Stored rows:
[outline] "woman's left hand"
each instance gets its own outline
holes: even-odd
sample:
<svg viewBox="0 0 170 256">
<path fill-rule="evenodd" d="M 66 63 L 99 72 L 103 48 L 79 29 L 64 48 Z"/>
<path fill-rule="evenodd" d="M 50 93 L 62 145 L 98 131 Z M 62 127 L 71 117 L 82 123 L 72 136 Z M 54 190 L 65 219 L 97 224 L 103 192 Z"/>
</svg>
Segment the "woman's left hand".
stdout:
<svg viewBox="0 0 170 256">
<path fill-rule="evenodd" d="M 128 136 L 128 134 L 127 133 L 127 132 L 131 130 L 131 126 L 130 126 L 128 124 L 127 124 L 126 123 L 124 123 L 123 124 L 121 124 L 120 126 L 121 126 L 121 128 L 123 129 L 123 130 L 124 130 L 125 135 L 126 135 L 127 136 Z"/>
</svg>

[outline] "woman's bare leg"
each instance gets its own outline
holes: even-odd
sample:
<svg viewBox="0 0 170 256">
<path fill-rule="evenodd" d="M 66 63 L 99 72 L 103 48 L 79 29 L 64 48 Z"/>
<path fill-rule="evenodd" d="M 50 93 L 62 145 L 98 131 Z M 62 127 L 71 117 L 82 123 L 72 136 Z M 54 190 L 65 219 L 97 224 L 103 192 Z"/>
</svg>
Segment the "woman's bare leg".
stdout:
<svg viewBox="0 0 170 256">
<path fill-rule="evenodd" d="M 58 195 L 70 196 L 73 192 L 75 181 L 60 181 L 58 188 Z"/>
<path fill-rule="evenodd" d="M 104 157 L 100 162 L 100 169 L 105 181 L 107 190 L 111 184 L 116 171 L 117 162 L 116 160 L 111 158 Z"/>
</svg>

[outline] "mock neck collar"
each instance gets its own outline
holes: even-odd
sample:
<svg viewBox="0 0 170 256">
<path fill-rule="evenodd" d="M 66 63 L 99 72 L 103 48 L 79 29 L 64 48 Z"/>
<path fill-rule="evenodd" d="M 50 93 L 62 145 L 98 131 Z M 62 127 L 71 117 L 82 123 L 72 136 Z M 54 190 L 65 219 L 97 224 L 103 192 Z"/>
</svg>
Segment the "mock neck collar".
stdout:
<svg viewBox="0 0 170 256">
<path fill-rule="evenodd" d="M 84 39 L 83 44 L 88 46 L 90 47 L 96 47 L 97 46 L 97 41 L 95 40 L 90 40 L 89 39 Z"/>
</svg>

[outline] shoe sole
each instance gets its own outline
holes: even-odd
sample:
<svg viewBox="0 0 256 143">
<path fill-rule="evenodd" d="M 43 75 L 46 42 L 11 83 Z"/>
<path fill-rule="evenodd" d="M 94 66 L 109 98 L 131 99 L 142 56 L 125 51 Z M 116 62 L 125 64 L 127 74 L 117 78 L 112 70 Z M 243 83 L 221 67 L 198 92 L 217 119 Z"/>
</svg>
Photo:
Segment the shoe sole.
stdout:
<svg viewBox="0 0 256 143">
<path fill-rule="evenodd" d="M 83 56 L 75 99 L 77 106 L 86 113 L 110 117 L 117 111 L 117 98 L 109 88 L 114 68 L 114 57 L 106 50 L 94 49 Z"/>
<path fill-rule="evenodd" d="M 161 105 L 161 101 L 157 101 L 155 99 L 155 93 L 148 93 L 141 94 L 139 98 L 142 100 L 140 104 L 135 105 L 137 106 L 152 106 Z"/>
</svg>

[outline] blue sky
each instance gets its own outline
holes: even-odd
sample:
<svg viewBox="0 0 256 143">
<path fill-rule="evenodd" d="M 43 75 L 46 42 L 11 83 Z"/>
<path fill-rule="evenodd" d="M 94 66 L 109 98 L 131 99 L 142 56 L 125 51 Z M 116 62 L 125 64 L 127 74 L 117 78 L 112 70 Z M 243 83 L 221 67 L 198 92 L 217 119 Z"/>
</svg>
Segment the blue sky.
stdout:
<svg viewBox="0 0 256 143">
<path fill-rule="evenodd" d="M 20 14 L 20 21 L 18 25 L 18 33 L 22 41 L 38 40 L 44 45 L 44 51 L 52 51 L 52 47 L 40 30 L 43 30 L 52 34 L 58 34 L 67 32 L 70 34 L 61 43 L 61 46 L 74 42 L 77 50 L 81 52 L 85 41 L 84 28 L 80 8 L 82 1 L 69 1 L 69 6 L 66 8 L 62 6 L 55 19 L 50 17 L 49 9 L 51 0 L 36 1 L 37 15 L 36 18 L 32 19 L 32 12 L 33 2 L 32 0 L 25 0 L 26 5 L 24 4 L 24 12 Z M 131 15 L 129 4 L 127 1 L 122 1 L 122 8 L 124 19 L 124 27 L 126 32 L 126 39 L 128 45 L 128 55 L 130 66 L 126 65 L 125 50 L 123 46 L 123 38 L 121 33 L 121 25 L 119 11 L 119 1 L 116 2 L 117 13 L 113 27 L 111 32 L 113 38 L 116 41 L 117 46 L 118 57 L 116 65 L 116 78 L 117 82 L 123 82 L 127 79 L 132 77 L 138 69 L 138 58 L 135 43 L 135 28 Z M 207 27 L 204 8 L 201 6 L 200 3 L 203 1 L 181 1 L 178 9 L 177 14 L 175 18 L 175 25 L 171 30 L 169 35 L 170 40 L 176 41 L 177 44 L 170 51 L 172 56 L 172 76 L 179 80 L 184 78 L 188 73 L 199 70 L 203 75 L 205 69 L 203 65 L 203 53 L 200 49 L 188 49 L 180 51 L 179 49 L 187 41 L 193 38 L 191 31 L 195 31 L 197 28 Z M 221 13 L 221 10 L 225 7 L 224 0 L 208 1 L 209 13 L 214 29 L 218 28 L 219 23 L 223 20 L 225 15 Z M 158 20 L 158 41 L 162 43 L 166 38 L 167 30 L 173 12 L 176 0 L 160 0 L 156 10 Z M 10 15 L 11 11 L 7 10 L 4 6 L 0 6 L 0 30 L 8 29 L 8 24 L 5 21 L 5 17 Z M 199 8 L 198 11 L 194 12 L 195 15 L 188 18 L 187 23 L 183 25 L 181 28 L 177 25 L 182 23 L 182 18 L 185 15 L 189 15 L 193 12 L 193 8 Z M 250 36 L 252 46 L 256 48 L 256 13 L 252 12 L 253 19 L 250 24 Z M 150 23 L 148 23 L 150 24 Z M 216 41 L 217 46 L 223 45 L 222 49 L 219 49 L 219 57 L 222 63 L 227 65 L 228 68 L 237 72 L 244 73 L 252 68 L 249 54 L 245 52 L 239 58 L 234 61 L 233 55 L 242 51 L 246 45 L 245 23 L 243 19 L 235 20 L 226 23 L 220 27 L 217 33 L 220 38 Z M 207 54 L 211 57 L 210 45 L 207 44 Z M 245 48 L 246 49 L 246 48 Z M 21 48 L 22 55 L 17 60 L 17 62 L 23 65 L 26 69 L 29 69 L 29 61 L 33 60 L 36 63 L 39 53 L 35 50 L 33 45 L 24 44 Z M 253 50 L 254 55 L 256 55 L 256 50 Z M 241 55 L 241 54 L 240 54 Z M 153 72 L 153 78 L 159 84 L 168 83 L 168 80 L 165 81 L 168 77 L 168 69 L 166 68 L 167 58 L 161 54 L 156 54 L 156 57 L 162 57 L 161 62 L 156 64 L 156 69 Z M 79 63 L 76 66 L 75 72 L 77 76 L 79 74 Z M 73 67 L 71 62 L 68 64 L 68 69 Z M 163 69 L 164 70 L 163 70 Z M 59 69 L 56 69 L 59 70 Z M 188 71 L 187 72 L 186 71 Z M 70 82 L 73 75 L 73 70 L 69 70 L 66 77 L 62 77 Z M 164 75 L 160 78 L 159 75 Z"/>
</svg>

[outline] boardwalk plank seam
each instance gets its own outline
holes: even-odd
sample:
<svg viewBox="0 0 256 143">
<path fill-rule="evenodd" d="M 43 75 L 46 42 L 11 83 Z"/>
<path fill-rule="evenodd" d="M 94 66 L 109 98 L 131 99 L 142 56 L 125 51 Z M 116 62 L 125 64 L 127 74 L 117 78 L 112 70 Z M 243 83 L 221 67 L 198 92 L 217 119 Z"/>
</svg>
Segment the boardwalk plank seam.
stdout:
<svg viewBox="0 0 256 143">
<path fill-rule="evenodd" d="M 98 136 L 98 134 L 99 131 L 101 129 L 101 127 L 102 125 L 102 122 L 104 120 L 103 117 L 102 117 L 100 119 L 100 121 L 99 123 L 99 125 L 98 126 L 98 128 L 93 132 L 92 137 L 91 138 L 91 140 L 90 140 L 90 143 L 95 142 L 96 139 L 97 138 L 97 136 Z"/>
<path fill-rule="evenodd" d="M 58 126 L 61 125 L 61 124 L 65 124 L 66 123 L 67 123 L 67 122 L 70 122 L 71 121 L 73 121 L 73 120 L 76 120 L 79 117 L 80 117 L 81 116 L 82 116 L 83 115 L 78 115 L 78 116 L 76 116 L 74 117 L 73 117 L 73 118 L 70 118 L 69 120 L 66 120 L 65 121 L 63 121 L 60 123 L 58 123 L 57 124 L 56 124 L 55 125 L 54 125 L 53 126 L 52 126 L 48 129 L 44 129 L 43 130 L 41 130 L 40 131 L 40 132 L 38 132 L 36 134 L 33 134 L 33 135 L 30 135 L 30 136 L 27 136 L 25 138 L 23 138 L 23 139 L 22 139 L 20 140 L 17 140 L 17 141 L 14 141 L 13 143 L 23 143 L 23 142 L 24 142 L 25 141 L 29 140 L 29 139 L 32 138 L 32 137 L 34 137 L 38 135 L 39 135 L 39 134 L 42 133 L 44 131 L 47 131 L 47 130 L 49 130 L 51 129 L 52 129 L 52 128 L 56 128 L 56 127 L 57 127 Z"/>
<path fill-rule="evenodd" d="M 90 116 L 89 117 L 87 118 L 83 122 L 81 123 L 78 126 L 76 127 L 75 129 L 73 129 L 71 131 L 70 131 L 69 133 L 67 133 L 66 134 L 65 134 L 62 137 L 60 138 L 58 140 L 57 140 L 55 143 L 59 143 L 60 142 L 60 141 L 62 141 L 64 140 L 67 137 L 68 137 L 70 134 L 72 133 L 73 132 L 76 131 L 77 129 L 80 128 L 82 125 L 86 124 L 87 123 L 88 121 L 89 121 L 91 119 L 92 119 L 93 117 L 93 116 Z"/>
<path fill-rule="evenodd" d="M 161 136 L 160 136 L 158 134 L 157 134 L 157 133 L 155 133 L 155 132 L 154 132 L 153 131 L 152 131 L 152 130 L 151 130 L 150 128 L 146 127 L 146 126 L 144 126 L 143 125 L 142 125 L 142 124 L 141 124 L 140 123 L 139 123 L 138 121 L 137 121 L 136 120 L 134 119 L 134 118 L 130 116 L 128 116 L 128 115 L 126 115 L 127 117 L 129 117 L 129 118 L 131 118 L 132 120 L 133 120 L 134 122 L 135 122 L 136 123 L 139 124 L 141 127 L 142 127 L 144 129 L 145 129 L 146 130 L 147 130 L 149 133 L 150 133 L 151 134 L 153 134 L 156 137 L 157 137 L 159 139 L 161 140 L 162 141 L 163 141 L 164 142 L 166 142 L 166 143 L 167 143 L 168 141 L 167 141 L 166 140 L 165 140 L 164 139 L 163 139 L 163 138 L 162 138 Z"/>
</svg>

Problem requirements: Select each line of the rows above that contains the word "mock", and reproduce those lines in full.

Written solution:
[outline] "mock neck collar"
Segment the "mock neck collar".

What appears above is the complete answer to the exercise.